DIRECTION 1:
Copy the FedCM privacy thread word for word, from "There was previously" to "like that work?".
DIRECTION 2:
Write the next part of the FedCM privacy thread, picking up right after its final post.

SOURCE PASSAGE:
== == ==
How does LastLogin force itself to be blind to the RP requesting the credential nowadays
It can't. All I can do is not store that information (all login data is stored client-side in JWTs), point to the code, and hope people trust me when I say that's what I'm running. That's one reason why I'm pushing for more privacy-oriented protocols.
There was previously some discussion about a cached FedCM version. Perhaps the IdP could 'store' some ID assertions, and when FedCM is invoked the RP could receive the stored value. If there is no credentialed fetch at that time then we can avoid the IDP knowing who the RP is. Would something like that work?
This would make it so the IdP doesn't always know when I'm using an RP, but they would still have a complete list of the RPs I use, right?
@aaronpk:
IdPs absolutely want to know where the user is signing in, and they don't even support the concept of an unregistered client using the API
If we can't allow users to opt out of this sort of tracking, can we at least make it possible for IdPs to opt out? As it currently stands, I think I just need a way to tell the browser not to send me the Origin header, and maybe a way for RPs to specifically request privacy-focused IdPs (or at least indicate that an IdP is incapable of tracking the login).
On the ID assertion endpoint, the IdP may use the random client_id in its assertion process. For example, it might place the client_id in the aud property of an OIDC ID token. This allows the RP to verify that the token is intended for it.
And what would prevent evil.example.com
from requesting a token for good.example.com
, when then IdP can't very the client_id
/ aud
against an origin? You are even increasing the attack surface with this. You need to somehow validate, that your token is actually being delivered to the correct client. This would only work, if the user would not have any control over the client_id
and FedCM sets this automatically. But we already have this mechanism with the Origin
header.
Edit:
And when you choose a random client_id each time, it means you would need to keep a state for each single login request for each user and you can't verify any token like you would do it now. This means with each API request, you need to look up that random state / aud
in some DB and make sure, that it actually belongs to you.
And what would prevent
evil.example.com
from requesting a token forgood.example.com
, when then IdP can't very theclient_id
/aud
against an origin? You are even increasing the attack surface with this. You need to somehow validate, that your token is actually being delivered to the correct client. This would only work, if the user would not have any control over theclient_id
and FedCM sets this automatically. But we already have this mechanism with theOrigin
header.
This is a valid point. You could use the client_id like a nonce (or use the built-in FedCM nonce), but you're still vulnerable to evil.example.com requesting a client_id from good.example.com and playing middle man. The best solution I have so far would be to use PKCE and do the full authorization code flow, so evil.example.com never has a chance to see the PKCE code verifier.
The problem is that now the IdP is receiving requests directly from RPs. This is still a big improvement, but an IdP could do IP correlation and likely determine the IPs of at least some RPs. So RPs would have to use VPNs/Tor/etc for those requests to preserve user privacy, which is definitely not ideal. Going to need to give this some more thought.
== == ==
COLLECTED MATERIAL:
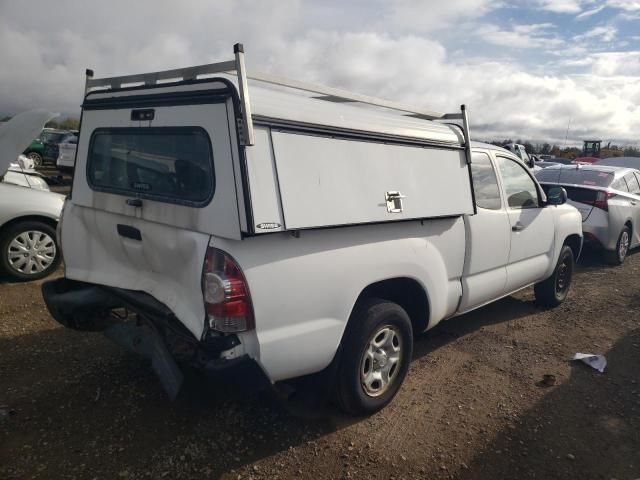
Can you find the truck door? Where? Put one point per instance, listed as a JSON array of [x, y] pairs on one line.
[[488, 237], [532, 226]]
== == ==
REPLY 1:
There was previously some discussion about a cached FedCM version. Perhaps the IdP could 'store' some ID assertions, and when FedCM is invoked the RP could receive the stored value. If there is no credentialed fetch at that time then we can avoid the IDP knowing who the RP is. Would something like that work?

REPLY 2:
And when you choose a random client_id each time, it means you would need to keep a state for each single login request for each user and you can't verify any token like you would do it now. This means with each API request, you need to look up that random state /
aud
in some DB and make sure, that it actually belongs to you.
Note sure I understand what you mean here. Are you talking about the IdP side or the RP side? For the IdP side, I don't need access tokens or additional APIs beyond the ID token. LastLogin (and likely other privacy-focused IdPs) is essentially there to vouch that X user controlled Y ID (typically an email address) at time Z. Narrow scope increases security and reduces the need for trust. You can think of what I'm aiming for as conceptually very similar to Mozilla Persona.
If you're talking about the RP side, once the IdP has asserted identity, you're going to create your own session anyway based off that assertion.
Or am I misunderstanding you?
The best solution I have so far would be to use PKCE and do the full authorization code flow, so evil.example.com never has a chance to see the PKCE code verifier.
PKCE is useless, when you are not validating the origin or redirect uri and it would not even be a MITM, because evil.example.com could do the whole flow from start to finish and the IdP would not even notice, because the client is not confidential and therefore can't validate a client_secret
. When evil
then finished the whole flow and received a token that is valid for your client only, it can potentially use it to do API requests and even your API would not notice it, because the validation would be ok.
Note sure I understand what you mean here. Are you talking about the IdP side or the RP side? For the IdP side, I don't need access tokens or additional APIs beyond the ID token.
I mean the RP. It might be the case, that you in your case only care about the id_token
, but what about all the other cases? Additionally, in that case you could only use the id_token
once directly when you received it and you would need to implement other machanism to verify the validity of the token / session, because you would not be able to verify the token with subsequent requests .
If you're talking about the RP side, once the IdP has asserted identity, you're going to create your own session anyway based off that assertion.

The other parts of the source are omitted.